The Greatest Comebacks in World Championship History

The PSA World Championships have been home to some of the greatest matches of all time, with the honour of becoming the sport’s World Champion seeing players delve into their mental reserves like no other tournament on the PSA World Tour.

As such, a number of incredible comebacks have rocked the prestigious tournament since its inaugural edition in 1976, with players fighting back from the brink of defeat to claim the sport’s biggest title and a place in history.

Here, we have a look back at some of the greatest final comebacks ever to grace the distinguished tournament.

2006: David Palmer (AUS) bt Gregory Gaultier (FRA) 3-2: 9–11, 9–11, 11–9, 16–14, 11–2

David Palmer

Frenchman Gregory Gaultier’s imperious form during the 2016/17 saw him break records and make history as he became the oldest World No.1 of all time – more than a decade after one of the lowest points of his career.

Gaultier – then just 23 years of age – had upset the seedings to reach his maiden World Championship final and stunned three-time winner and defending champion Amr Shabana in the semi-finals to set up a showdown with Australia’s David Palmer, who was a losing finalist the previous year.

Played in front of the iconic Great Pyramids of Giza in Cairo, Egypt, Gaultier was in majestic form in the early stages of the encounter as he surged into an early lead, producing some dazzling squash to take the opening two games before Palmer fought back in the third to halve the deficit.

Gaultier steadied the ship and looked a certainty to join the pantheon of former World Champions when he found himself 10-6 up with four match balls in hand.

But a combination of inexperience, nerves and excitement caught up with the Frenchman and Palmer capitalised to level the match against all the odds and force a decider.

A fifth-game collapse from Gaultier saw Palmer storm to victory for the loss of just two points to take his second World Championship title, while the defeat would prove to be a damaging one for Gaultier as he went on to lose a further three World Championship finals.

BRIEF 1: Retype the part of the World Championship comebacks article starting at "The PSA World Championships" and ending at "place in history.".

DATA ENTRIES:
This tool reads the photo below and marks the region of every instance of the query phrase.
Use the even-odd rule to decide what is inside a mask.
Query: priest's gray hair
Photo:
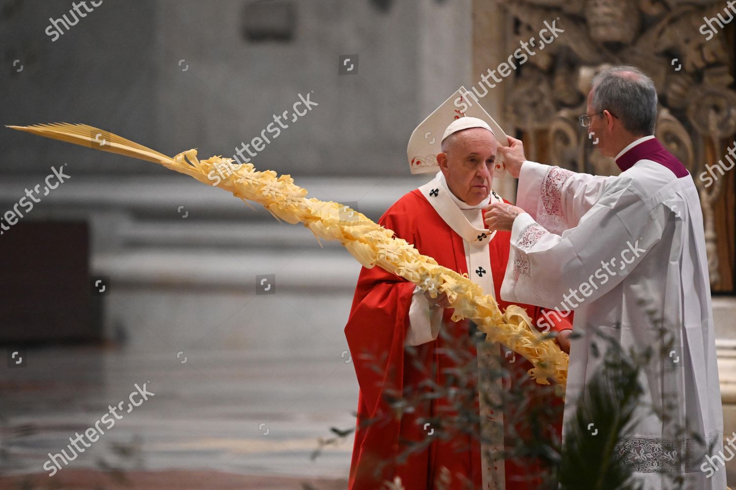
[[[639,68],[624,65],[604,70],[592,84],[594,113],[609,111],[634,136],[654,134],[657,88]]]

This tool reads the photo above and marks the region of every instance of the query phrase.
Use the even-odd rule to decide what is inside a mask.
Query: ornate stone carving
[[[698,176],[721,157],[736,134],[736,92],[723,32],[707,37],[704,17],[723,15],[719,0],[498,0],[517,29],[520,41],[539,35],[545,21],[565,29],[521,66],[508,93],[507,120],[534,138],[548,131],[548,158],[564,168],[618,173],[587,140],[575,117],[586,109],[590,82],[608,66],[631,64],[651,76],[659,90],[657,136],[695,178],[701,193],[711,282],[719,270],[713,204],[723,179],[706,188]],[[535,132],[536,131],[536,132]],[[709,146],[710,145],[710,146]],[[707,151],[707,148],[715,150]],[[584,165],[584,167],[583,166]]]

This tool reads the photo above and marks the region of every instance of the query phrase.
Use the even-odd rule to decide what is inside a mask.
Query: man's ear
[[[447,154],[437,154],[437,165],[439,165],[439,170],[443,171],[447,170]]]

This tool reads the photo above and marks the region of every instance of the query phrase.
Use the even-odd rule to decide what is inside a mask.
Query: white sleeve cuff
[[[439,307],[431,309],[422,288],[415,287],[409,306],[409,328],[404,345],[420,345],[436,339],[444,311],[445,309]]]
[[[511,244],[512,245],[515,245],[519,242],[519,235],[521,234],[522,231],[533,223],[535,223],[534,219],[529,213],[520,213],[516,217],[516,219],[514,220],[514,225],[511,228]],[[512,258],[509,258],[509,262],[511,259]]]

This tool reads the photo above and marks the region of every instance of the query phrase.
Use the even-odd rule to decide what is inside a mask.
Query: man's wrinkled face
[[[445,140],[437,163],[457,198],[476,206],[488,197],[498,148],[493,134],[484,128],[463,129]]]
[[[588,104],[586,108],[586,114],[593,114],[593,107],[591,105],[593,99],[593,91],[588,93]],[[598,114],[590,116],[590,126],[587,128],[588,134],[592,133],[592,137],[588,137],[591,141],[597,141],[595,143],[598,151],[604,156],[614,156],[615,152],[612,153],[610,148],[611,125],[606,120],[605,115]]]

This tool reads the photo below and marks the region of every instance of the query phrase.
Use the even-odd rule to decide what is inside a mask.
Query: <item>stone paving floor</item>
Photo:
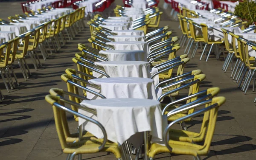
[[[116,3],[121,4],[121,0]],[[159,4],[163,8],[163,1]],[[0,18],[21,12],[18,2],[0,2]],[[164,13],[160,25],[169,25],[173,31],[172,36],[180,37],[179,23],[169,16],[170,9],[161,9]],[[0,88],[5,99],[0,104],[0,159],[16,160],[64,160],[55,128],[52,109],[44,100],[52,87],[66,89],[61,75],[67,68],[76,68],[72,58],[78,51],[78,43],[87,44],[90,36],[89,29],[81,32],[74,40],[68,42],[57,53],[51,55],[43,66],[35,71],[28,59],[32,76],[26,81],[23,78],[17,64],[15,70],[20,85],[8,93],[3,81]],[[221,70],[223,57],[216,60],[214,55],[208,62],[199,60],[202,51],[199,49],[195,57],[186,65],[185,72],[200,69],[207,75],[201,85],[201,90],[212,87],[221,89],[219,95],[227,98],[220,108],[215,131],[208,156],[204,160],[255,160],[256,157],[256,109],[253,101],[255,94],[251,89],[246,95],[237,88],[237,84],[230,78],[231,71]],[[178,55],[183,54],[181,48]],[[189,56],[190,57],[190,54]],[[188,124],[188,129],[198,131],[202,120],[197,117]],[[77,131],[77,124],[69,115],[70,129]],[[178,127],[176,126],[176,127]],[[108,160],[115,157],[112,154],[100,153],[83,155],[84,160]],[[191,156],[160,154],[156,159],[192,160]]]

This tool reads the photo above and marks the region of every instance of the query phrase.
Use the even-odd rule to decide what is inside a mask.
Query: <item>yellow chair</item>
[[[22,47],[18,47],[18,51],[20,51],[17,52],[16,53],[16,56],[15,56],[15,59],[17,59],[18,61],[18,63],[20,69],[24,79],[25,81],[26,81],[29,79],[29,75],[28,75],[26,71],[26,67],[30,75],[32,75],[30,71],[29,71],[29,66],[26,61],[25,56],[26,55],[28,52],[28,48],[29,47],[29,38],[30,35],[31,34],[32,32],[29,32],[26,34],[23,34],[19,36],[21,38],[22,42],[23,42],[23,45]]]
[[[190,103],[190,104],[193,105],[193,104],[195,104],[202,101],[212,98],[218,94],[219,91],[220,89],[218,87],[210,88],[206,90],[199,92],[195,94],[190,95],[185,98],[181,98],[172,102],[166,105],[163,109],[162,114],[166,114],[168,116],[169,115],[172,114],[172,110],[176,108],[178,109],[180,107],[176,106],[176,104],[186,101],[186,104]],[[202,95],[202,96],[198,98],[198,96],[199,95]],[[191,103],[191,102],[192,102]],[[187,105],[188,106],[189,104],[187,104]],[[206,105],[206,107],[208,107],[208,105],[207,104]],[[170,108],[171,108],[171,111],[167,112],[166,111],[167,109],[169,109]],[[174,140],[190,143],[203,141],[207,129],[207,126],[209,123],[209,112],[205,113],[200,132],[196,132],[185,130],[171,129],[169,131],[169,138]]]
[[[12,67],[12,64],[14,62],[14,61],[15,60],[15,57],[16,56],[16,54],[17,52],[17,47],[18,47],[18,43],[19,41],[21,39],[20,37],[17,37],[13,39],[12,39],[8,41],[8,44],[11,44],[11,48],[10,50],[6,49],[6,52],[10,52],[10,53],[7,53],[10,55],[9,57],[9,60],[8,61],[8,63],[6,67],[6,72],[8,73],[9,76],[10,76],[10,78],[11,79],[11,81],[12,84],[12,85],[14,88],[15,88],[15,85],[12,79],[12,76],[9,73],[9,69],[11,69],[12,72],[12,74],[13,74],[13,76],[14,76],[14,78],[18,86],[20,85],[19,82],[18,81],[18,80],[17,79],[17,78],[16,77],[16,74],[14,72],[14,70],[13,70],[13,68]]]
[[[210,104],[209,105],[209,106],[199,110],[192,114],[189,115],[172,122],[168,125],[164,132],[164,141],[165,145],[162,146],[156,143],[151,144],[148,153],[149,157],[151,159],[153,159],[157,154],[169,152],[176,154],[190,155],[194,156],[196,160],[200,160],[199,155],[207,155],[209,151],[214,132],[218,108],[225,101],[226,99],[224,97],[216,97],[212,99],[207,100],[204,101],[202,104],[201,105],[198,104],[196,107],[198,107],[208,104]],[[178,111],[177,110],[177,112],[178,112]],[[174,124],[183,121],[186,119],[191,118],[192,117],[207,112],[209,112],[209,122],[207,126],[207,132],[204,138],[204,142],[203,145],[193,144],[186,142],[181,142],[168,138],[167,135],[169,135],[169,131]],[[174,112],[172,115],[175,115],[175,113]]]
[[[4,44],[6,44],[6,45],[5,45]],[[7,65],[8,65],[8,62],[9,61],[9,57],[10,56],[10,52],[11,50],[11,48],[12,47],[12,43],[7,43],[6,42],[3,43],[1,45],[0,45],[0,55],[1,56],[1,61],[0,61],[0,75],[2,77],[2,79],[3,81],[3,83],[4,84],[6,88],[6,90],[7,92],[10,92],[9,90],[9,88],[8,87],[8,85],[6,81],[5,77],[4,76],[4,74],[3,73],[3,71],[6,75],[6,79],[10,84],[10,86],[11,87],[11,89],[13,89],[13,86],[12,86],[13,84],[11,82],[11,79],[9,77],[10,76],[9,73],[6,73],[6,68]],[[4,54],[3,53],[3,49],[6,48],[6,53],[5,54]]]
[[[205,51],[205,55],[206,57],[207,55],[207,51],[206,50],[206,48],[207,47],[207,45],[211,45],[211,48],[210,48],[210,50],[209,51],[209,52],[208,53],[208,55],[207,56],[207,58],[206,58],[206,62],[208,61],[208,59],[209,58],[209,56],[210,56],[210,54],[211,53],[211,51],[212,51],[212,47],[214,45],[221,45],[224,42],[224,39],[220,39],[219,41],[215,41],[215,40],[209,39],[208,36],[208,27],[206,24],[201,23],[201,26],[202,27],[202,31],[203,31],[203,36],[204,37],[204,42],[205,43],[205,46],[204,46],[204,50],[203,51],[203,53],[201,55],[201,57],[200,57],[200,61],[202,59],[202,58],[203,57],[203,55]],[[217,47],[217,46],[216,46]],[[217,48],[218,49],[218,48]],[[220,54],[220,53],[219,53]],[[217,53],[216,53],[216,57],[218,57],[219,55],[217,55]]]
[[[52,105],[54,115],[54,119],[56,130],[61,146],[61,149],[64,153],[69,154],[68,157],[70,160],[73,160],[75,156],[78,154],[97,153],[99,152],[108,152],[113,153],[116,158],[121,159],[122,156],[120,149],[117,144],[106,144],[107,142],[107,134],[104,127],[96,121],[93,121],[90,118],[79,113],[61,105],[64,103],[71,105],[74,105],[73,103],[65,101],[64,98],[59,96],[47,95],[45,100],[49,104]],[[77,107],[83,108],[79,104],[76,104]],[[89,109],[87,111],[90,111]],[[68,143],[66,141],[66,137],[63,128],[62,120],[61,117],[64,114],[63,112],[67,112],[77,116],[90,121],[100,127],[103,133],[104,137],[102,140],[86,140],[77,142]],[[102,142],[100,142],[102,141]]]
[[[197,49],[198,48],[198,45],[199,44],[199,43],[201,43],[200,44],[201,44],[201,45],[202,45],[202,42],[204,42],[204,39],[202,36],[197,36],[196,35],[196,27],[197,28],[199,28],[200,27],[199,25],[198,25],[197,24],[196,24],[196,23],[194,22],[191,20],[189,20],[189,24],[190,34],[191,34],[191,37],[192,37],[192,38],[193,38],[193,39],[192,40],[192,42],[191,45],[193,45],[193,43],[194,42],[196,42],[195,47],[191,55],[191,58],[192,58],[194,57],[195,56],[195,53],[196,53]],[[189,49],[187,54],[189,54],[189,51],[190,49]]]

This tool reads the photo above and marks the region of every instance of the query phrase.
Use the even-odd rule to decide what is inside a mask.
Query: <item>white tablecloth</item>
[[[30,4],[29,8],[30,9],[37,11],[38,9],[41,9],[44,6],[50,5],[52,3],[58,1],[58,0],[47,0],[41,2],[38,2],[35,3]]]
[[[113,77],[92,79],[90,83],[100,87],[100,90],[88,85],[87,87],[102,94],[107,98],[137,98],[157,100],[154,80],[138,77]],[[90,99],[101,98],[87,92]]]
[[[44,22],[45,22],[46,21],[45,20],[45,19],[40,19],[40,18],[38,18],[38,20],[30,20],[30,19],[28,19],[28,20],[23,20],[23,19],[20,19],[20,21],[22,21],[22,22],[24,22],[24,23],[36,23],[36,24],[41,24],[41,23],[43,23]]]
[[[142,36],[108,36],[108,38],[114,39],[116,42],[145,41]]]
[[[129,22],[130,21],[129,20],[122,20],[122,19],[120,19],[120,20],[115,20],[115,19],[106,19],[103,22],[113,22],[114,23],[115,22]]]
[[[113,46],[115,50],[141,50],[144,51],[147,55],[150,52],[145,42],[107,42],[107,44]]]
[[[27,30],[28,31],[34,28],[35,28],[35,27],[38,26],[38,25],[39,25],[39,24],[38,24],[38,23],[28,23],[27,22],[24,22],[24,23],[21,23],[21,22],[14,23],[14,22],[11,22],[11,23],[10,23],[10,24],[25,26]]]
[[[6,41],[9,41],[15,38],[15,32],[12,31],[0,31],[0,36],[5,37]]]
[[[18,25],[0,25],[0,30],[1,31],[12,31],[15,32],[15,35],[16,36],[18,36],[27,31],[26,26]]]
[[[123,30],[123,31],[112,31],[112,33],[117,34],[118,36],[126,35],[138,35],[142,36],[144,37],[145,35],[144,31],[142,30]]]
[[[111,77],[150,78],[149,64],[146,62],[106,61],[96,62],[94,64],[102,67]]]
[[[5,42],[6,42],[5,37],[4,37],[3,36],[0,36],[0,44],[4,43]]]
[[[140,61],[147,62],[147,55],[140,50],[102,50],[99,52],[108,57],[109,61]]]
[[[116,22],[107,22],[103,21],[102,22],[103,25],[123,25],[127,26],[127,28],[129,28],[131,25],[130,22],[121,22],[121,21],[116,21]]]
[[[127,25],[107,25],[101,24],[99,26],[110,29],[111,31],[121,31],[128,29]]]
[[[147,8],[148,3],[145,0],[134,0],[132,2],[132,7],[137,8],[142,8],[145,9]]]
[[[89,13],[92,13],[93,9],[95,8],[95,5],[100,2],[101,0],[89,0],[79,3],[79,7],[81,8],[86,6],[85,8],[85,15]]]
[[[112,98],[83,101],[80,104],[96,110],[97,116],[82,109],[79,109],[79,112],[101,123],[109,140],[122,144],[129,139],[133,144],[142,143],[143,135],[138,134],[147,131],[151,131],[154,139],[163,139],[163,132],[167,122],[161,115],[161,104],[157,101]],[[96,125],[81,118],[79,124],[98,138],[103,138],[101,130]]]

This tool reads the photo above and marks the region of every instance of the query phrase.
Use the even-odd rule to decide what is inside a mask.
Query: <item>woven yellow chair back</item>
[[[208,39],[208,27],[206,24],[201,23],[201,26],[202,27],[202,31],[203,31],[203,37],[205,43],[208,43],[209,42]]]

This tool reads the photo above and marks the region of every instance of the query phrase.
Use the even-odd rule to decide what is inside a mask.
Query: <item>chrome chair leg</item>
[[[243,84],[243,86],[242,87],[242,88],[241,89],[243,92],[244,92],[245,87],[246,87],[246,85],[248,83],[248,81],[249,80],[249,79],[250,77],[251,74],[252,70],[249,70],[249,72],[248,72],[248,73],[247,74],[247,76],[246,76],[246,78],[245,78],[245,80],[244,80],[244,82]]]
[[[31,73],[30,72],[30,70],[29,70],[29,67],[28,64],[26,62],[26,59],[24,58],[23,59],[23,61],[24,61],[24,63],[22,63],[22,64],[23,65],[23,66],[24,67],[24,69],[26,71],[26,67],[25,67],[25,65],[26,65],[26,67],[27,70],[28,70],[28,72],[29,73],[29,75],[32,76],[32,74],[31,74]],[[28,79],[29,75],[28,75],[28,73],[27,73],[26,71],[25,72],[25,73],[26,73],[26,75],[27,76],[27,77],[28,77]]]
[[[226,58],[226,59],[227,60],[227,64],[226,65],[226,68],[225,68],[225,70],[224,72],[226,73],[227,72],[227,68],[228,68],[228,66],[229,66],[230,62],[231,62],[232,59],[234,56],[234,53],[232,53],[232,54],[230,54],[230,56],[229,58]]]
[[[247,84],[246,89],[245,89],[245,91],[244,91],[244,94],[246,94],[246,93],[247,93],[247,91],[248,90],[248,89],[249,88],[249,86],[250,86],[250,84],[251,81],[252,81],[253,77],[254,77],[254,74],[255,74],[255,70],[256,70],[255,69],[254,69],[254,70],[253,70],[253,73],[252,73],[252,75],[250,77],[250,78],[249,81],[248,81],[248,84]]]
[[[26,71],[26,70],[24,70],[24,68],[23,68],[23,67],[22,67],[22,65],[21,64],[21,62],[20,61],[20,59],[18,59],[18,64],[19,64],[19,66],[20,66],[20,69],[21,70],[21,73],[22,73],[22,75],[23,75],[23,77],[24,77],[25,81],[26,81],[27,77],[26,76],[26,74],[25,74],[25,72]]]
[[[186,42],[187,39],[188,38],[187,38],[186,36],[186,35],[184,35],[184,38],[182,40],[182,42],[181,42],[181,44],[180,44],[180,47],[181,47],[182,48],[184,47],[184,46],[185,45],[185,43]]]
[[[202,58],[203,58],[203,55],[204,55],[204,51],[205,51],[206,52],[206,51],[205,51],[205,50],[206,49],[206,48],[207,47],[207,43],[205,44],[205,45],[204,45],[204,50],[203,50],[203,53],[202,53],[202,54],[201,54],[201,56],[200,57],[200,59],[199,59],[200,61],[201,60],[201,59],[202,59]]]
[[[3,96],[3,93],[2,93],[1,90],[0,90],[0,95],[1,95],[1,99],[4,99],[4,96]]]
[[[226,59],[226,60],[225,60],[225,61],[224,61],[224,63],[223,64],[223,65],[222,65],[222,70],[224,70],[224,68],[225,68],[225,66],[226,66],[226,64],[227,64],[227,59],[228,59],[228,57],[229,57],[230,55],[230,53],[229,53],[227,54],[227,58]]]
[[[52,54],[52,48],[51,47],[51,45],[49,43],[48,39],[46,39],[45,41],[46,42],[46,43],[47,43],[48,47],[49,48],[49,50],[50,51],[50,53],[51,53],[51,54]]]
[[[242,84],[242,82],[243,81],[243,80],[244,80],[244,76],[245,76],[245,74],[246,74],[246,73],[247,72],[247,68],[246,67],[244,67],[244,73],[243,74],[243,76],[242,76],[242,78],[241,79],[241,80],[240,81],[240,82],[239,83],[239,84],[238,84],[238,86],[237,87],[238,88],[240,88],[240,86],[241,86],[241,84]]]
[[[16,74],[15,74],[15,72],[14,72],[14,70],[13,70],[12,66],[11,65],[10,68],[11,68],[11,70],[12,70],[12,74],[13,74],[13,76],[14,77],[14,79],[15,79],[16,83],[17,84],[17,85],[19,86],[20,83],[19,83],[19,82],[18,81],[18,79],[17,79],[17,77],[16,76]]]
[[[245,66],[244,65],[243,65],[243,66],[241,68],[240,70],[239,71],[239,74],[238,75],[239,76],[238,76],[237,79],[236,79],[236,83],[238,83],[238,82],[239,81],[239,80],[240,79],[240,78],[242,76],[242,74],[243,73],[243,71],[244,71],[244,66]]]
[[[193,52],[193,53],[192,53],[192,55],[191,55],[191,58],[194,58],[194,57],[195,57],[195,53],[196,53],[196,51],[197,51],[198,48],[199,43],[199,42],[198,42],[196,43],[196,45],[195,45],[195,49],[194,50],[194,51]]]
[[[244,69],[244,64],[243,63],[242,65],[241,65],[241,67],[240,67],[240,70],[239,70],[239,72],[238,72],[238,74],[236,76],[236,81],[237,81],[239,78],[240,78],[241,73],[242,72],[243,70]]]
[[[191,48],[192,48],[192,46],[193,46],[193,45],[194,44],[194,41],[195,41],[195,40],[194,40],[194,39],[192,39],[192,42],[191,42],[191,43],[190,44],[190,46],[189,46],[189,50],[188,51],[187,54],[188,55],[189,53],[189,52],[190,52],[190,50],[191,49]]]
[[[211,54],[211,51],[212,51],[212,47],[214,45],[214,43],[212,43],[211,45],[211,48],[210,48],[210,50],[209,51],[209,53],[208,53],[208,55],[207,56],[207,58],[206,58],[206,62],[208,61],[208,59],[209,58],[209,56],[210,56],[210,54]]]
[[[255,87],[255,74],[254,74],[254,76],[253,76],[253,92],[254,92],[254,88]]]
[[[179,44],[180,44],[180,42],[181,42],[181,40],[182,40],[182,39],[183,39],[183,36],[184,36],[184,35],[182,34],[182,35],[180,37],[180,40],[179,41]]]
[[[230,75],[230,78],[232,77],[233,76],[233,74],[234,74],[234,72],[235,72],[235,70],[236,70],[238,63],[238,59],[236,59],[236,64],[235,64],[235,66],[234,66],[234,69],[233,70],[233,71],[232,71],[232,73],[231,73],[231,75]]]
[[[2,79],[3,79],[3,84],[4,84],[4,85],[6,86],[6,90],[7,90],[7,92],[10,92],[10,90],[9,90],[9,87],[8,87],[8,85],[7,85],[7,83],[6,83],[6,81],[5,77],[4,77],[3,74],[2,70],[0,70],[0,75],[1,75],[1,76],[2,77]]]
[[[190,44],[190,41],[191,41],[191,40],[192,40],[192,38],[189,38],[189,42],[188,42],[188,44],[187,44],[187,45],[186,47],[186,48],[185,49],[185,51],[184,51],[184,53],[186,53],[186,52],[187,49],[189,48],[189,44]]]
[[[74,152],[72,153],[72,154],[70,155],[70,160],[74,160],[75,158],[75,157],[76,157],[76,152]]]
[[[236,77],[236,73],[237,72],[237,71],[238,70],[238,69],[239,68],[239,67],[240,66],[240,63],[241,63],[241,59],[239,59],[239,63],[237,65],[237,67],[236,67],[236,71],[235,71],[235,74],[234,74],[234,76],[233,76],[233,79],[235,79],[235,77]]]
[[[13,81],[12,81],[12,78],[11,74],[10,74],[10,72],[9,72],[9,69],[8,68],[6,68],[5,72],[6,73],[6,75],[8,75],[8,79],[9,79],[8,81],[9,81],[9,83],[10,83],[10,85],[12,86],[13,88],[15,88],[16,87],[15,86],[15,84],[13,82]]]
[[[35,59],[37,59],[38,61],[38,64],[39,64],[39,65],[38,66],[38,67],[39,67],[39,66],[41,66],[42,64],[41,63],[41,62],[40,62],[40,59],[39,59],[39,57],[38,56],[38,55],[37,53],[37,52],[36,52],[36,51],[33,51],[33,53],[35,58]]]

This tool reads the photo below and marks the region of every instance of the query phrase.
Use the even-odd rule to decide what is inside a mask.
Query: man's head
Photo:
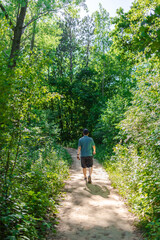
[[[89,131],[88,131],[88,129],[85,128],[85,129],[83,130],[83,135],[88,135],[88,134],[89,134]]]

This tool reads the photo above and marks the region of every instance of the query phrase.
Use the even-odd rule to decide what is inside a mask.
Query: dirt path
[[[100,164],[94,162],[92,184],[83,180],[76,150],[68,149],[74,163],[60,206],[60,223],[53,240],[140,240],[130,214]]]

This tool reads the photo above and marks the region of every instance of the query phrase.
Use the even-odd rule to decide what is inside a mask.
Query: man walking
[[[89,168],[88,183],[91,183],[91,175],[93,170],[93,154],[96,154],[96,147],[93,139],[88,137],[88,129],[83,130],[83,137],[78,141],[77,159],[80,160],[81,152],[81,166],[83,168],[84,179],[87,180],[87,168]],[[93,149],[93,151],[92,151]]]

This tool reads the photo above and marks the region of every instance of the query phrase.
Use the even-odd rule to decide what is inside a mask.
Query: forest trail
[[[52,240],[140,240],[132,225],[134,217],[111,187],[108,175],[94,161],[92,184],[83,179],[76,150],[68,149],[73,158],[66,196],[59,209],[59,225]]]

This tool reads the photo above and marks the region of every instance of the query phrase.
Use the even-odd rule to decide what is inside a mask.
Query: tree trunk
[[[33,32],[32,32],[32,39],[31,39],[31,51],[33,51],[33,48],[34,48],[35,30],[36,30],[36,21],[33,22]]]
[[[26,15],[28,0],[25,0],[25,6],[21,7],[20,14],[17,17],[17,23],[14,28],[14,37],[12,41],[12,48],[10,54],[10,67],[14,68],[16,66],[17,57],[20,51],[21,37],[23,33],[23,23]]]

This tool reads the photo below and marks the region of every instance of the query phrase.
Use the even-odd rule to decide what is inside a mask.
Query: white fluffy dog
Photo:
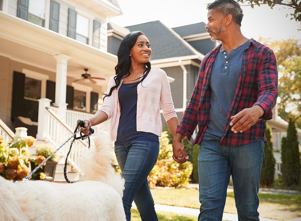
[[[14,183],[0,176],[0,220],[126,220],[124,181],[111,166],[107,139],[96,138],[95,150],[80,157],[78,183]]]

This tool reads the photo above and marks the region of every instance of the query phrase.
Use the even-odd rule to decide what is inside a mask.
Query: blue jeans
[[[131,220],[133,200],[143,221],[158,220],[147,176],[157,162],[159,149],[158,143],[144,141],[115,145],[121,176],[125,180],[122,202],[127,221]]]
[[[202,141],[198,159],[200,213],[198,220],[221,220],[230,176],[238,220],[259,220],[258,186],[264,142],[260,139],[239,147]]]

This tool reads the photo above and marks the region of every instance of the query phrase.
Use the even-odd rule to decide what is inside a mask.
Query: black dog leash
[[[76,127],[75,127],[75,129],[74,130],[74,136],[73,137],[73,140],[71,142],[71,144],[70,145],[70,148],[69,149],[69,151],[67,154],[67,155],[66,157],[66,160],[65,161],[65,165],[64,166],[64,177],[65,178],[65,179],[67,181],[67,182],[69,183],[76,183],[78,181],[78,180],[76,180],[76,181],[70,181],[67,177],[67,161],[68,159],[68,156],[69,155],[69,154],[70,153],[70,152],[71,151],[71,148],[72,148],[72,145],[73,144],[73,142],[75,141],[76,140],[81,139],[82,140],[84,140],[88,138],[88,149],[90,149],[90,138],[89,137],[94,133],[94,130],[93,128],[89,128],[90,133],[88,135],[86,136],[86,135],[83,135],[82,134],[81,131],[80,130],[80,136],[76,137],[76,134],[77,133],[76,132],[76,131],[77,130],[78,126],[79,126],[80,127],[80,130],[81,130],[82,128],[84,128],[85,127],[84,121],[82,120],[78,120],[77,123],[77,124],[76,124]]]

BRIEF 2: Show each line of the records that contains the word "yellow", treating uppercase and lowercase letters as different.

CORRECT OUTPUT 1:
The PSA World Championships have been home to some of the greatest matches of all time, with the honour of becoming the sport’s World Champion seeing players delve into their mental reserves like no other tournament on the PSA World Tour.

As such, a number of incredible comebacks have rocked the prestigious tournament since its inaugural edition in 1976, with players fighting back from the brink of defeat to claim the sport’s biggest title and a place in history.

CORRECT OUTPUT 2:
Query: <item>yellow chair</item>
Query: <item>woven yellow chair back</item>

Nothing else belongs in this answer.